Foi através dessa interpretação sistemática, realizada tanto pela doutrina como pela jurisprudência, que surgiu o entendimento sobre a possibilidade de apresentação conjunta do pedido de recuperação judicial pelas empresas componentes de um mesmo grupo econômico — tendo, inclusive, utilizado o nome de consolidação processual, originado em função da tradução do conceito de procedural consolidation, adotado pelo direito norte-americano.

Em que pese não haver discordância da jurisprudência e da doutrina a respeito da possibilidade de litisconsórcio ativo na recuperação judicial de sociedades do mesmo grupo econômico — ou seja, consolidação processual — não há, contudo, aprofundamento do conhecimento acerca das consequências de seu deferimento. Isso acaba ocasionando, em alguns casos, a realização da chamada consolidação substancial, condição jurídica diversa da consolidação processual.

Também com origem norte-americana, ela é uma medida que flexibiliza o princípio da autonomia patrimonial das sociedades empresárias, ao passo que desconsidera que as empresas possuem patrimônios e credores distintos, para reunir os ativos e passivos das sociedades do grupo e consolidá-los em um só termo.

Ocorre, entretanto, que o fato de ser possível a apresentação conjunta do pedido de recuperação judicial pelas sociedades empresárias de um mesmo grupo econômico, não importa em unificação dos ativos e passivos das sociedades empresárias recuperandas. Da mesma forma, não autoriza as recuperandas a apresentarem um plano de recuperação unificado que reúna todos os credores. Ou seja, não há compartilhamento de direitos e obrigações das empresas quando há a simples consolidação processual.

A problemática da consolidação substancial está justamente no fato de que, por conta da falta de conhecimento específico, muitos advogados, juízes e operadores do direito acabam traçando um caminho equivocado nos processos de recuperação judicial apresentado por grupos econômicos, pois tendem a interpretar a consolidação substancial como consequência da consolidação processual, o que não é correto.

Após anos de lacuna legal, em razão de alteração no texto da Lei de Recuperação e Falências promovida pela Lei 14.112/20, a possibilidade de processamento e julgamento conjunto do pedido de recuperação judicial promovido por sociedades empresária de um mesmo grupo econômico — que antes era fruto de criação e interpretação doutrinária e jurisprudencial —, a partir de 2021, data da entrada em vigor da alteração legal, passou a ser direito expressamente previsto em Lei, em especial no artigo 69-G da Lei 11.101/05.

Pela redação do dispositivo legal inserido, restou corretamente estabelecida a necessidade de atendimento a certos requisitos formais para o processamento em conjunto do pedido de recuperação judicial, como a participação em grupo sob controle societário comum. Assim, é necessário que as sociedades empresárias demonstrem que realmente estão inseridas em uma estrutura de grupo, seja de fato ou de direito.

LINHAS FORNECIDAS |
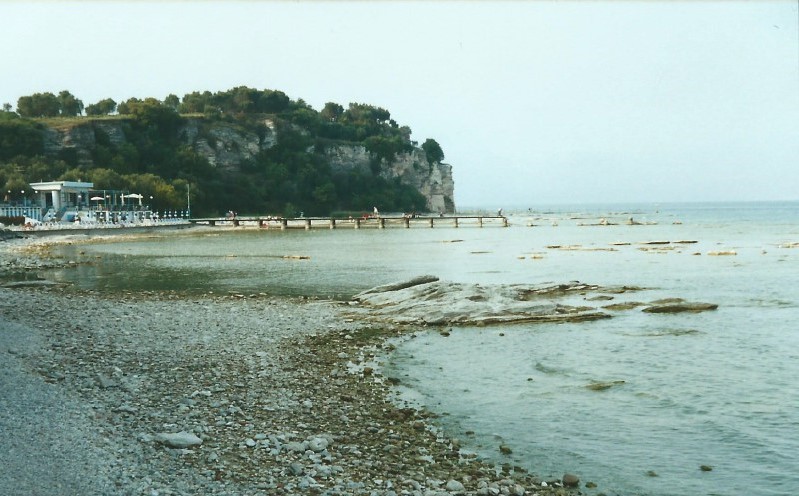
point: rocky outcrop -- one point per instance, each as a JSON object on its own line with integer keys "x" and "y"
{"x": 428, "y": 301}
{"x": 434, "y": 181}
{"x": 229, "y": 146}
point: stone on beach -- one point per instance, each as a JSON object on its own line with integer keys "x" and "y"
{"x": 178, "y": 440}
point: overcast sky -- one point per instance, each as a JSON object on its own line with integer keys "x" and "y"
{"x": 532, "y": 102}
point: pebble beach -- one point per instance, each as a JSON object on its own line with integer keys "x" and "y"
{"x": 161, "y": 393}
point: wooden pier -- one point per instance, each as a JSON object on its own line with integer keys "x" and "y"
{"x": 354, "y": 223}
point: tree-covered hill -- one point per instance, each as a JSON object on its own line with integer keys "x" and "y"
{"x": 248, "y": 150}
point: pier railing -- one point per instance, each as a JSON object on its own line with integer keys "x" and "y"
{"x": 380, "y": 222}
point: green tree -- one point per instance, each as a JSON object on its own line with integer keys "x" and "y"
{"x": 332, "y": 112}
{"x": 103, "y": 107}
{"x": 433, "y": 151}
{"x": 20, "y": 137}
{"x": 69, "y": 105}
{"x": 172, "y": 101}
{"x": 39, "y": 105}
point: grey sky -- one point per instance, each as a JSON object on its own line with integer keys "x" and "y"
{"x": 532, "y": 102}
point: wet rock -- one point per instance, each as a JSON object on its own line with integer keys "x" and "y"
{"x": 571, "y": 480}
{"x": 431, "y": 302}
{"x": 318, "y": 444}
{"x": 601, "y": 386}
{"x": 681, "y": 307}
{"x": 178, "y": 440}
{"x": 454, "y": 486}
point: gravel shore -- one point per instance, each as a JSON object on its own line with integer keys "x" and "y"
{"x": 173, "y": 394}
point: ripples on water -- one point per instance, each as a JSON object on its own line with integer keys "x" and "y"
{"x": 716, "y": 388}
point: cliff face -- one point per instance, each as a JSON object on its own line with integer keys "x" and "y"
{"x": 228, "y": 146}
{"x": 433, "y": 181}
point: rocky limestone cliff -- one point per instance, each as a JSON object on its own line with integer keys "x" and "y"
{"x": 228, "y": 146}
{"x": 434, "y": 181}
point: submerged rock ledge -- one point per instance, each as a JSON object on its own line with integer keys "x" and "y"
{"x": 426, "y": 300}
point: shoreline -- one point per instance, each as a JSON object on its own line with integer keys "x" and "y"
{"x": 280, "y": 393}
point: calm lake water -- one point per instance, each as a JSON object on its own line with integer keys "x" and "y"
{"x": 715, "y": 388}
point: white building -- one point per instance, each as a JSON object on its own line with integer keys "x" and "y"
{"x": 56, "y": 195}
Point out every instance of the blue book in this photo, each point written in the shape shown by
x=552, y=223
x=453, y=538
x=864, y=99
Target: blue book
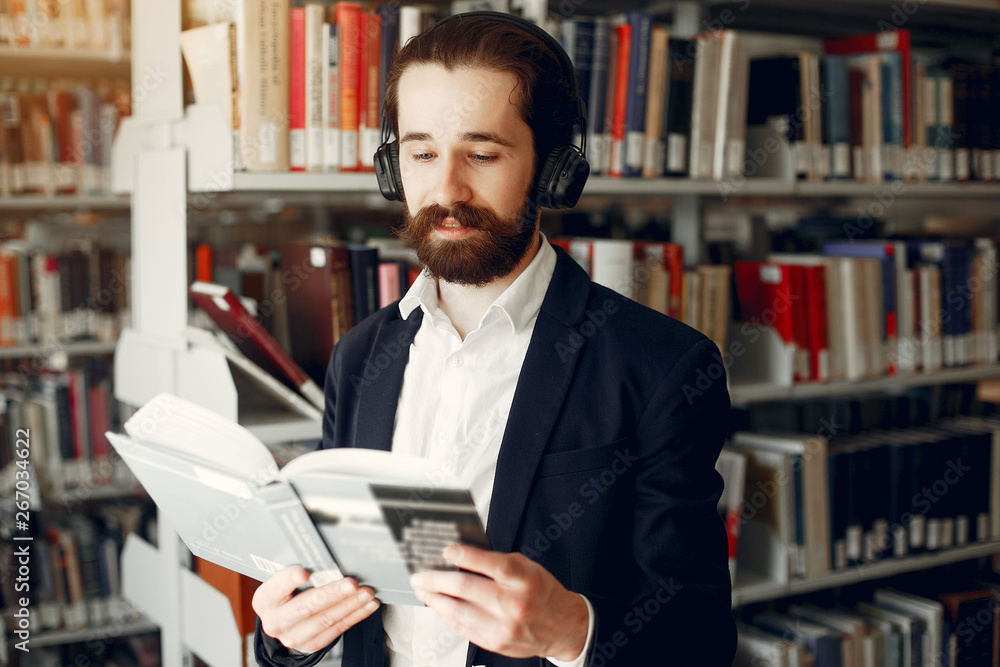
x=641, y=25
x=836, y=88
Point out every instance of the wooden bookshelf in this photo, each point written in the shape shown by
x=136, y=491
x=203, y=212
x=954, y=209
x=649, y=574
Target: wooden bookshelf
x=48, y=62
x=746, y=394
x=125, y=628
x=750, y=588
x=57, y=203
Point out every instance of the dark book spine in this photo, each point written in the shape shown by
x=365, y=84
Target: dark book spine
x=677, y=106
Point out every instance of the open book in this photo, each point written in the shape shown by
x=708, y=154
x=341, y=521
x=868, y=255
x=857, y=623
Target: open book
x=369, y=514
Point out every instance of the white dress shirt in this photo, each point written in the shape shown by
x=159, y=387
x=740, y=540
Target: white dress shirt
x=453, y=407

ENUNCIADO DA TAREFA | Transcreva, sem qualquer alteração, o trecho do texto sobre recuperação judicial de grupos econômicos que começa em "Pela redação do" e vai até "ou de direito.", inclusive.

RESPOSTA COMPLETA |
Pela redação do dispositivo legal inserido, restou corretamente estabelecida a necessidade de atendimento a certos requisitos formais para o processamento em conjunto do pedido de recuperação judicial, como a participação em grupo sob controle societário comum. Assim, é necessário que as sociedades empresárias demonstrem que realmente estão inseridas em uma estrutura de grupo, seja de fato ou de direito.